◆ **FRAGMENTO SELECCIONADO**

========

Buen día, amados hermanos y hermanas en el Señor Jesucristo. Como Iglesia, pidamos juntos al Padre Eterno que, por la intercesión de san Vicente de Paul, nos enseñe a amar a los necesitados, a aquellos que buscan consuelo, a aquellos olvidados de nuestras sociedades, para que, encontrándonos con ellos, podamos encontrarnos también con Él y, así, podamos gozar interiormente de las hermosuras que nos tiene guardadas en el Cielo.
El ser humano es cuerpo y alma, y ambas cosas forman un único ser, es decir, el ser humano no es ser humano sin cuerpo o sin alma. Este concepto de antropología es básico para el cristianismo. No existen seres humanos sin alma, incluso si han sido clonados por la ciencia (pero ese es un tema de otra reflexión). Como el ser humano es único, lo que afecta al cuerpo afecta al alma y viceversa. Una persona que lleva una vida espiritual mediocre es una que, aunque cuide su cuerpo hasta más no poder, lleva un cuerpo mediocre. Cuando la palabra de Dios pregunta “¿No saben que son templos de Dios, y que el Espíritu de Dios habita en ustedes?”(1 Cor. 3, 16) hace referencia a dos realidades: primero, que somos templos de Dios, y segundo, que el Espíritu de Dios habita en nosotros. Hoy nos referiremos a ser templos de Dios. No hablaré desde la consecuencia de ser doctor en medicina, sino desde la causa que me llevó a serlo. Y, por igual, hablaré desde aquello que me ha movido a consagrar mi vida por los demás, que es la misma razón que me llevó a ser médico. Quiero que hoy reflexionemos sobre el servicio a los que están en necesidad, pero, de manera especial, el servicio a los enfermos del cuerpo.
En no pocas ocasiones nos encontramos con algún enfermo en nuestras comunidades, y solemos entender que se le pasará. La mayoría de nosotros sólo toma en cuenta lo que es constatable de la enfermedad –fiebre, mareos, dolor, etc.–, pero casi nadie recuerda que la enfermedad está en una persona que tiene emociones y sentimientos, y no sólo sensibilidad. Una persona enferma padece la enfermedad. Padecer quiere decir que se es pasivo (patior) ante la enfermedad, que no se busca activamente estar enfermo, y esto implica que la persona no quiere estar enferma. Por lo tanto, un enfermo es alguien que sufre interiormente lo que padece, por ello podemos afirmar que es alguien que no (in) está firme (firmus) en su manera de actuar, de pensar, de sentir. Por esto, solemos ver que los enfermos suelen buscar consuelo en los sanos: “Me siento mal”, “dame cariño”, “ven a visitarme”, y esto iluminaría un poco la razón por la que Jesucristo nos insta a visitar a los enfermos (cf. Mt. 25, 36). No es el alivio de la patología, sino del padecimiento. Es la compañía en el vacío que siente la persona enferma. Es, como diría el santo padre Benedicto XVI: “Sufrir con el otro, por los otros; sufrir por amor de la verdad y de la justicia; sufrir a causa del amor y con el fin de convertirse en una persona que ama realmente, son elementos fundamentales de humanidad, cuya pérdida destruiría al hombre mismo” (Spe salvi, 39).

========

◆ **MATERIAL EXTRAÍDO**
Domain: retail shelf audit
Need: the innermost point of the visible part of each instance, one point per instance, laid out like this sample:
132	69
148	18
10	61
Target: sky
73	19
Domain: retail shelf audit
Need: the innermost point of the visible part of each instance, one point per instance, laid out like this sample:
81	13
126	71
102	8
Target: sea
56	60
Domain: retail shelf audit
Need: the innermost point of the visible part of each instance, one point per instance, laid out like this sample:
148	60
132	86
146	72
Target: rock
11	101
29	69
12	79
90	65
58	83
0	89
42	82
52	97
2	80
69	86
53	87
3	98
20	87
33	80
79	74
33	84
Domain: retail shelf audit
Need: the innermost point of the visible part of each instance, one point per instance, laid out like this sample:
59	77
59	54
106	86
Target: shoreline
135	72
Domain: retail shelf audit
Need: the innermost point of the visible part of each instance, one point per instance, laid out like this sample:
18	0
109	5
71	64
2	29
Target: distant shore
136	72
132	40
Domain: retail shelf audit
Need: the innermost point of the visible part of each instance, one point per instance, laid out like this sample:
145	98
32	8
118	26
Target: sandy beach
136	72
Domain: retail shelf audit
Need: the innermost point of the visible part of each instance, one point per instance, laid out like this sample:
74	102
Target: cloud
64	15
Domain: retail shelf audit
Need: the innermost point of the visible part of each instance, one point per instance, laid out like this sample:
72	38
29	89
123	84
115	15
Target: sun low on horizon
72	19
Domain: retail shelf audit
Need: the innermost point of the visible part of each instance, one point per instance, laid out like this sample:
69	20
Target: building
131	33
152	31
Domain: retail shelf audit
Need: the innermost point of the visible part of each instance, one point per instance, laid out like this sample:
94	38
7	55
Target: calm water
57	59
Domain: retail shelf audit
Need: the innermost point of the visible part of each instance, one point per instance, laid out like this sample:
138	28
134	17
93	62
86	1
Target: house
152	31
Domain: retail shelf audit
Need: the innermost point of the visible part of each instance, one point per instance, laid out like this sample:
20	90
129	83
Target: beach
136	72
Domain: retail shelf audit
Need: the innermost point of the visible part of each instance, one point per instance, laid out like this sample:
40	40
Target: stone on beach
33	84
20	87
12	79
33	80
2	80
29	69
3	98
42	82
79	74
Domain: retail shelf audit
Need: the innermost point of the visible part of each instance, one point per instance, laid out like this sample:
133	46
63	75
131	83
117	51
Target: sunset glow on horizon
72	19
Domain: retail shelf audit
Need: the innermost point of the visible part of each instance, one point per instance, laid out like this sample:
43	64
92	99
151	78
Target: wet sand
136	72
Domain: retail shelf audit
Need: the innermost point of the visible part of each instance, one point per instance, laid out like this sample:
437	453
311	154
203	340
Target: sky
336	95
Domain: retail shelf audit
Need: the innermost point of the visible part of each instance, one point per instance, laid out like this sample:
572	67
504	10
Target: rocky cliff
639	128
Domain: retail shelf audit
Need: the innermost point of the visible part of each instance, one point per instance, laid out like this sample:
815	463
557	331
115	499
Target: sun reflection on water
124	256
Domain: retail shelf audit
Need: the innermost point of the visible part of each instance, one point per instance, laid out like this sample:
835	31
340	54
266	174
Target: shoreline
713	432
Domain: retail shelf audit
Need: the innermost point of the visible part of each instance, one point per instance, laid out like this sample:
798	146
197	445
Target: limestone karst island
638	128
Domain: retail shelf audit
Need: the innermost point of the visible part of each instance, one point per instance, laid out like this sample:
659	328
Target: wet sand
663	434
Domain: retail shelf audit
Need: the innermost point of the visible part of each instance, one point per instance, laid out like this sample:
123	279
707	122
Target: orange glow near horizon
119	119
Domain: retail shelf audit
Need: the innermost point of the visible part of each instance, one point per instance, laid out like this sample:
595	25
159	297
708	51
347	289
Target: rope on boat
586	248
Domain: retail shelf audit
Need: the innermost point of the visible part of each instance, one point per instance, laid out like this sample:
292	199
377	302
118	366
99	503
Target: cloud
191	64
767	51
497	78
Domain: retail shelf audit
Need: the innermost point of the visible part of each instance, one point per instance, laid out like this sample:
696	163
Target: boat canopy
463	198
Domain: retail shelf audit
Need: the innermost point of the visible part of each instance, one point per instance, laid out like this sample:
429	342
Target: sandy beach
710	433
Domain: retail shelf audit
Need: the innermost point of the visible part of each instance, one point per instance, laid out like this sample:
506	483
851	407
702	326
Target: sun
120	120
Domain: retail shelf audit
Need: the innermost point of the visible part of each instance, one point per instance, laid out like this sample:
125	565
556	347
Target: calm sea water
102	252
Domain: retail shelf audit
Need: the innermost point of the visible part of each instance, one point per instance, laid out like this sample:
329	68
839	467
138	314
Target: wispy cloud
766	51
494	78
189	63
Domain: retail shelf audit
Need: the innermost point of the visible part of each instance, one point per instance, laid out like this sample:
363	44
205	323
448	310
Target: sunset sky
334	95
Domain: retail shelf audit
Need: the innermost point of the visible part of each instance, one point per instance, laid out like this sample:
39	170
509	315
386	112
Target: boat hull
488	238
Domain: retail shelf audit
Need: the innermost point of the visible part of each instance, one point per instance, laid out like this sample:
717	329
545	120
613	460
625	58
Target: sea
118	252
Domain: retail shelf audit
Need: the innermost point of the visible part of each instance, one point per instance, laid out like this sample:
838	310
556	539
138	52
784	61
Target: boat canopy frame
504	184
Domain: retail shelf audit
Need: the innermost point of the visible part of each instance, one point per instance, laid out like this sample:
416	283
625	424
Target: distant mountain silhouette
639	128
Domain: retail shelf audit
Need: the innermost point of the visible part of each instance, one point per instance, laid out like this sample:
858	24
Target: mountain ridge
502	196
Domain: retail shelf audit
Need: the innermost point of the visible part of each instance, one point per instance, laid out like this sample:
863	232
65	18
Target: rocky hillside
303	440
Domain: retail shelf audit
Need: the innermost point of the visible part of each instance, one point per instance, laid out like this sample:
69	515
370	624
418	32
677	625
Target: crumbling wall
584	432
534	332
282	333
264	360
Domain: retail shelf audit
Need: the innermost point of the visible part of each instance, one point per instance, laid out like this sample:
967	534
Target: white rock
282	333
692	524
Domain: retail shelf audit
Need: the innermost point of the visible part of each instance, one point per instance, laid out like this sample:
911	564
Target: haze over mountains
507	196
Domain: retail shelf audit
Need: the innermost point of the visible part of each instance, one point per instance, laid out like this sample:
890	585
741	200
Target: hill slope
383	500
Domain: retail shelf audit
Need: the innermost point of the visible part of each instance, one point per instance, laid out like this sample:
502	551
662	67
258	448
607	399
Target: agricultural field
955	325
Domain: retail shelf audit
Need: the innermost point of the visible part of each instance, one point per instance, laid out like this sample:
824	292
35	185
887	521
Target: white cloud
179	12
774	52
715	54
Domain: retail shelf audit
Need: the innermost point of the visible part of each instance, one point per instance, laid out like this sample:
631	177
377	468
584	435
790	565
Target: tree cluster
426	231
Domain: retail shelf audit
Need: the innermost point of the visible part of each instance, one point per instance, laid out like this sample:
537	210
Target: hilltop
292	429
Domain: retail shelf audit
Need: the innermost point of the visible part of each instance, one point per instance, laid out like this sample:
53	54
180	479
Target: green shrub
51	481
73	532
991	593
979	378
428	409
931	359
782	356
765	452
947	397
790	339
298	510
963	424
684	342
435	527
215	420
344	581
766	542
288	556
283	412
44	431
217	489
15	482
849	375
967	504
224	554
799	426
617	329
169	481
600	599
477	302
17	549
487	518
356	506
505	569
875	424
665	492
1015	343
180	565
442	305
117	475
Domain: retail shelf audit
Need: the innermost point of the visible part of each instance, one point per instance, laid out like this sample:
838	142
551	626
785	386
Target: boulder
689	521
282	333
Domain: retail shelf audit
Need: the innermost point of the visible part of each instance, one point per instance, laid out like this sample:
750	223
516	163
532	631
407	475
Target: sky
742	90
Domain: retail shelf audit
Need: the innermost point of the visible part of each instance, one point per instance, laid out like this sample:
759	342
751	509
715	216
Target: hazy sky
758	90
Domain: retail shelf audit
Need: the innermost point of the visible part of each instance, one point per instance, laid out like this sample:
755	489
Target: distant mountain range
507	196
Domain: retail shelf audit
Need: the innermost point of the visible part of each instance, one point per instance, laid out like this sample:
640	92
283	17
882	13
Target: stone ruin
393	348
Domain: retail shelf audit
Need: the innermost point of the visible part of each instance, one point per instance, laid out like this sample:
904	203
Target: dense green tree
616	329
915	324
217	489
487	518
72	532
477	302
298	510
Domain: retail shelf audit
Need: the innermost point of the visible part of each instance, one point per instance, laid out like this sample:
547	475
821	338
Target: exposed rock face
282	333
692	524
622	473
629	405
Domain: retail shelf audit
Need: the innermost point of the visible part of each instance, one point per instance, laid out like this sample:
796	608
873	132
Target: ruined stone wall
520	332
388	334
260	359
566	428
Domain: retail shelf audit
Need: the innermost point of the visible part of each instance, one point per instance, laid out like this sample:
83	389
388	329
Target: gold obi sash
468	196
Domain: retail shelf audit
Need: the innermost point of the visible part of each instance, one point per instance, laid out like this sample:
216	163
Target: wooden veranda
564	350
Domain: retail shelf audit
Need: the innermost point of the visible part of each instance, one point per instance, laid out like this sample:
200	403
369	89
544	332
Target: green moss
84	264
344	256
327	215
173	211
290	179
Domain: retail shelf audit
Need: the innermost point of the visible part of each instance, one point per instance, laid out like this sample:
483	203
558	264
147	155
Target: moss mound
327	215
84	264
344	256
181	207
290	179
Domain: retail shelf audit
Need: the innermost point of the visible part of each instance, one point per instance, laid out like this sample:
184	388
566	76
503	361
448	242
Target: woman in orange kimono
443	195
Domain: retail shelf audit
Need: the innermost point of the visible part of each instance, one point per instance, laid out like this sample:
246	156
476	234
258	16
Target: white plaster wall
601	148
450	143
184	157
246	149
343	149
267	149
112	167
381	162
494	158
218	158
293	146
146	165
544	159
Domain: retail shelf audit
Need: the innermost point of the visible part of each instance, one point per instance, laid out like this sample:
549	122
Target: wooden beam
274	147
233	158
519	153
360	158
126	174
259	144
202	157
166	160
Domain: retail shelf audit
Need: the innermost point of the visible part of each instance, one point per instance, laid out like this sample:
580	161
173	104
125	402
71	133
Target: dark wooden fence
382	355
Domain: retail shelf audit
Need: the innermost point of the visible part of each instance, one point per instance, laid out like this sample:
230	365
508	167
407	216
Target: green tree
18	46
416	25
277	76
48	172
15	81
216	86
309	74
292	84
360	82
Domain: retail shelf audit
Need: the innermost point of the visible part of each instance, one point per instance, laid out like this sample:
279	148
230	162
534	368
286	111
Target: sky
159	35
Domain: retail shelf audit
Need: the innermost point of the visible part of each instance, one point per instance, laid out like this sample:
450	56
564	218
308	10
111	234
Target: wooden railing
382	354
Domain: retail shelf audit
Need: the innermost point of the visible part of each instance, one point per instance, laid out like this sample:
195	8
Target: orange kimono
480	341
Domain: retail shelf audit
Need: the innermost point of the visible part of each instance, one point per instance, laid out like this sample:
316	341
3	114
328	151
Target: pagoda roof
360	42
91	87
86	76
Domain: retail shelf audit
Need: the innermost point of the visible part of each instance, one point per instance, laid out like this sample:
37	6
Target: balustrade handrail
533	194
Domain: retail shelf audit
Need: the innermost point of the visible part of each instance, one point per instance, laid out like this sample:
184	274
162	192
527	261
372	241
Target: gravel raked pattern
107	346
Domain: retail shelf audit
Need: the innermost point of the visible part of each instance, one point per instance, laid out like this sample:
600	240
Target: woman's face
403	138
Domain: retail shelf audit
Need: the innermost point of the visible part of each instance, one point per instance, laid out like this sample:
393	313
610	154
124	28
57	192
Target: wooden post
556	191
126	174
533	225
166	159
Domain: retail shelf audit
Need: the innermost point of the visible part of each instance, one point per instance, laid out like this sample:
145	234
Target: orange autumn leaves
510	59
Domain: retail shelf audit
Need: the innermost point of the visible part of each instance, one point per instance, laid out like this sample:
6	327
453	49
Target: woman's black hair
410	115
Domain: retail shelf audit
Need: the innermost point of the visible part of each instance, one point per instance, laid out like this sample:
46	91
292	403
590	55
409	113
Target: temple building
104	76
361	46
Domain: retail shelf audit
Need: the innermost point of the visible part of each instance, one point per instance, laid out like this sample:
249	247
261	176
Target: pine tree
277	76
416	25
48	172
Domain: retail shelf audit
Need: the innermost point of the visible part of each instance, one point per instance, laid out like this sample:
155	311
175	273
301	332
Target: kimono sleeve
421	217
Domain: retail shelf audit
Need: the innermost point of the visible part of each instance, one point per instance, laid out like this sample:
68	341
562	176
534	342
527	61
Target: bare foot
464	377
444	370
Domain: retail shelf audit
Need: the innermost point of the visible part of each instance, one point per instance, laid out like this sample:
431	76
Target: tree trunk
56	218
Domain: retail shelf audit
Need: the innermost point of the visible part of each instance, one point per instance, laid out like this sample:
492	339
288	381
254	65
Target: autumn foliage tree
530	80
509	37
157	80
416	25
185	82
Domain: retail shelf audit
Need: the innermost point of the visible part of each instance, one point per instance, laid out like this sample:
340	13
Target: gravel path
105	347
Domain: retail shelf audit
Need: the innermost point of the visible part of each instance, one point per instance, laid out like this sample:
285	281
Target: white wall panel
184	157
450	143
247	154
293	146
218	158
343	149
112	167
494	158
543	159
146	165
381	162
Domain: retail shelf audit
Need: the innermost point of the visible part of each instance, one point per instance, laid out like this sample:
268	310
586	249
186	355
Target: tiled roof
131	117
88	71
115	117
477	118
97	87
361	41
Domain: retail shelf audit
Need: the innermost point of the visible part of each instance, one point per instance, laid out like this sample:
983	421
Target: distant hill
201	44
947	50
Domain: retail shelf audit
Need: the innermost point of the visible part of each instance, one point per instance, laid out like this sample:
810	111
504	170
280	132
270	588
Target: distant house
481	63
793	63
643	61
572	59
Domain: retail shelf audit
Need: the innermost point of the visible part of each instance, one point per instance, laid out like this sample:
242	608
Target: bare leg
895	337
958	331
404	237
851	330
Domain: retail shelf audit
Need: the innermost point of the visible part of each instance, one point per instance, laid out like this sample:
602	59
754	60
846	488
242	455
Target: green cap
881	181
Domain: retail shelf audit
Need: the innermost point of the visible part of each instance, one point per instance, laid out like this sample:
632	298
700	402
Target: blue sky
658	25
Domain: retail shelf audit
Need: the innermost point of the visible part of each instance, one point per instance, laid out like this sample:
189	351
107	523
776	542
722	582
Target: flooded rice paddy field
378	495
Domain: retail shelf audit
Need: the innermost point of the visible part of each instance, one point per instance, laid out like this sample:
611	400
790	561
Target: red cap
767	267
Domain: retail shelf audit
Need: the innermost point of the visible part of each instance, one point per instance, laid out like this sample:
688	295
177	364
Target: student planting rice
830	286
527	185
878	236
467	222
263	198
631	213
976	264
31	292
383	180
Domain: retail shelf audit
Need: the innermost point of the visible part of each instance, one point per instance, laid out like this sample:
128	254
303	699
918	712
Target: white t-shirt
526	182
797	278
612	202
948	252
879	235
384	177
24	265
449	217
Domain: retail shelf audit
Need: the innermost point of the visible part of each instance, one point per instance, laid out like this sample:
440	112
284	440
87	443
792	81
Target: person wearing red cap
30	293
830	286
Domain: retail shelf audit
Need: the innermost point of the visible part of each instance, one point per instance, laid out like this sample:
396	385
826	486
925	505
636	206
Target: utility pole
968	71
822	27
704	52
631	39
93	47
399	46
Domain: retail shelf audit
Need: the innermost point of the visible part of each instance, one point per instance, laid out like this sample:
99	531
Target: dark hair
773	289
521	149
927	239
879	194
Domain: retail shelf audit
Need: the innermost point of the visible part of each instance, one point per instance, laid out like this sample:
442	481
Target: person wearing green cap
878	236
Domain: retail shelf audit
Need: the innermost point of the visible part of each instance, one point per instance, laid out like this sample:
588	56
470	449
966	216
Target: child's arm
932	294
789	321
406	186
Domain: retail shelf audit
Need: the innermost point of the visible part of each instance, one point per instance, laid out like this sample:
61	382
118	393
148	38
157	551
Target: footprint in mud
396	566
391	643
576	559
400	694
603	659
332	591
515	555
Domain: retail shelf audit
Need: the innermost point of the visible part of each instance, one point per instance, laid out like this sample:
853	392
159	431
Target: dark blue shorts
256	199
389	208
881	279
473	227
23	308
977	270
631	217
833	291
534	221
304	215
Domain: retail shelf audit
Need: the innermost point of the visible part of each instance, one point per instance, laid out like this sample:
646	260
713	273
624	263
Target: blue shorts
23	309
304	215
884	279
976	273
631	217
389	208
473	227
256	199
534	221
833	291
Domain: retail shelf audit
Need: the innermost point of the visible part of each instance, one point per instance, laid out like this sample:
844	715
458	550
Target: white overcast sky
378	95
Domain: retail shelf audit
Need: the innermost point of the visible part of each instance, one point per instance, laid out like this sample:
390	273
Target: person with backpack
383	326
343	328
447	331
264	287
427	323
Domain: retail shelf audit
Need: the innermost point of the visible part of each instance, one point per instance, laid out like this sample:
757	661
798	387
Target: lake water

========

◆ **CONSIGNA**
Reproduce literalmente el tramo de la reflexión sobre el servicio a los enfermos que va desde "Buen día, amados" hasta "en el Cielo.". Apóyate solo en la reflexión para responder.

◆ **RESULTADO DEL EJERCICIO**
Buen día, amados hermanos y hermanas en el Señor Jesucristo. Como Iglesia, pidamos juntos al Padre Eterno que, por la intercesión de san Vicente de Paul, nos enseñe a amar a los necesitados, a aquellos que buscan consuelo, a aquellos olvidados de nuestras sociedades, para que, encontrándonos con ellos, podamos encontrarnos también con Él y, así, podamos gozar interiormente de las hermosuras que nos tiene guardadas en el Cielo.